-- TEXTO DE LECTURA --
•••

Carlos Tovar
Probablemente muchos corregirán el nombre: «Será el chupacabras», dirán. Pero existe un detalle que la mayoría desconoce: primero llegó el Chupa Perros. En la ciudad de Valencia, estado Carabobo, entre 1975 y 1980, ocurrió un fenómeno que hasta hoy carece de explicación científica. Durante esos años, los vecinos que madrugaban para ir al trabajo se encontraban con escenarios aterradores: perros callejeros yacían sin vida en las calles, dispuestos como si algo —o alguien— hubiera realizado un macabro sacrificio. Los cadáveres aparecían con la piel reseca y un tono grisáceo, completamente desangrados, con pequeños orificios en el cuello que sugerían una extraña succión.

•••

-- MATERIAL PROPORCIONADO --
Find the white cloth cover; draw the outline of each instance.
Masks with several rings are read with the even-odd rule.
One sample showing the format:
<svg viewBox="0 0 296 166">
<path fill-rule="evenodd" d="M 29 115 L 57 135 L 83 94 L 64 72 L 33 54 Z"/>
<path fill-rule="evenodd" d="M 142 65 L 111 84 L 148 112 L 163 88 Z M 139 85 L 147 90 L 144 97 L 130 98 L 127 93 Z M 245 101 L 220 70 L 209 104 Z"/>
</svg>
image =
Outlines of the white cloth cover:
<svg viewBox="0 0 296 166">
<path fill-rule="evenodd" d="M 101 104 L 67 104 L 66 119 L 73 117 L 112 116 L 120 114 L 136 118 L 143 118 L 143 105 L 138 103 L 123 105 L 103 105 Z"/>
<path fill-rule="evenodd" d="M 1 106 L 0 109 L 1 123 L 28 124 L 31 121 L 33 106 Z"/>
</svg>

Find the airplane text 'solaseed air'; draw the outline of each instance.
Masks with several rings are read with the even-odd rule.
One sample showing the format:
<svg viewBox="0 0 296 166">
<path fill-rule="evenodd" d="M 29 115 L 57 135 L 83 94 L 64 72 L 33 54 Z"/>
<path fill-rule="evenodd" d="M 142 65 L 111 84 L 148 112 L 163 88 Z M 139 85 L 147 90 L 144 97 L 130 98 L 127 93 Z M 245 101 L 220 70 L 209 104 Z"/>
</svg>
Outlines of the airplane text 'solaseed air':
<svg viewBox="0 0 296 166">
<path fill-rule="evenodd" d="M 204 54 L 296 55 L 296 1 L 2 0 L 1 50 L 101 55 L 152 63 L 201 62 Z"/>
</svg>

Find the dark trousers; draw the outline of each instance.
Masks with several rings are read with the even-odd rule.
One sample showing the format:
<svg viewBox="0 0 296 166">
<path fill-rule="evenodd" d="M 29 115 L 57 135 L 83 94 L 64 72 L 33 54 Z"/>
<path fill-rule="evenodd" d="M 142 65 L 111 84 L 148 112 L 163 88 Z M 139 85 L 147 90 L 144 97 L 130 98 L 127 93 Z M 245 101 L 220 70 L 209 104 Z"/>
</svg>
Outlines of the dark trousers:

•••

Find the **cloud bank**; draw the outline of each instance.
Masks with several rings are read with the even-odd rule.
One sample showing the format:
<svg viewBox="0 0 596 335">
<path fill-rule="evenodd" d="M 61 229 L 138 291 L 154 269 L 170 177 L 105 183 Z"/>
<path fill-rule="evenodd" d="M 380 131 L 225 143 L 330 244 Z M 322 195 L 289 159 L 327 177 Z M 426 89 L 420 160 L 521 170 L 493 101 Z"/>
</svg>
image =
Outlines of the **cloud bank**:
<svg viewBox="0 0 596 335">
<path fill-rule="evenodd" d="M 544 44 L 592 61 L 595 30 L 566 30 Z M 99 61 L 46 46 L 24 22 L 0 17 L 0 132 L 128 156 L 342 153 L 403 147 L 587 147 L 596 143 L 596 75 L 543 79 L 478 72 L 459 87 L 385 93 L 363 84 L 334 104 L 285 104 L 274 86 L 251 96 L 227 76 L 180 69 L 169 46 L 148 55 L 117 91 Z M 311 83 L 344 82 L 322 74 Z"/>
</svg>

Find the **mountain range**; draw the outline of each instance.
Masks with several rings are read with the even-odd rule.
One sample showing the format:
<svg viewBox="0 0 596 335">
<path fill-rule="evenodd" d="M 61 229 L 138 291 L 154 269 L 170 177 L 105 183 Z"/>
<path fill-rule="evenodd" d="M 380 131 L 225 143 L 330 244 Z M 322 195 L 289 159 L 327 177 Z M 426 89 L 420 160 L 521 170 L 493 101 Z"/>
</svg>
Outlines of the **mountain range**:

•••

-- TAREAS REQUERIDAS --
A) En el texto sobre el Chupa Perros, ¿qué detalle de los cadáveres sugería una extraña succión? Contesta en una a tres oraciones.
B) Retoma, por favor, el texto sobre el Chupa Perros y continúalo a partir de su última oración.

-- TUS RESPUESTAS --
A) La sugerían los pequeños orificios que los perros tenían en el cuello.

B)
El fenómeno se registró con mayor intensidad en barrios humildes y caseríos como Los Caimitos, La Guacamaya, La Bocaina, El Calvario y San Blas. La población, alarmada, comenzó a tejer teorías. Unos hablaban de brujería, rituales oscuros traídos por cultos foráneos. Otros insistían en que alguien envenenaba a los animales para robar su sangre, quizás para venderla en mercados clandestinos. Sin embargo, en aquella época, sucesos como estos rara vez trascendían a las autoridades. Eran tratados como rumores de barrio, leyendas urbanas alimentadas por el miedo.
La situación escaló hasta que, en 1980, un equipo de sanidad animal visitó las zonas afectadas. Su misión inicial era vacunar a la población canina, sospechando que un virus letal podría estar detrás de las muertes. Pero lo que encontraron los dejó perplejos: los cuerpos no presentaban signos de enfermedad o envenenamiento. Estaban completamente secos, como momificados, sin una gota de sangre en sus venas. Las muestras recolectadas no mostraron toxinas ni patógenos conocidos. El misterio se profundizó: ¿Qué fuerza podía drenar la sangre de decenas de perros callejeros, casi simultáneamente, sin dejar rastros? Nunca se emitió un informe oficial que explicara los hechos.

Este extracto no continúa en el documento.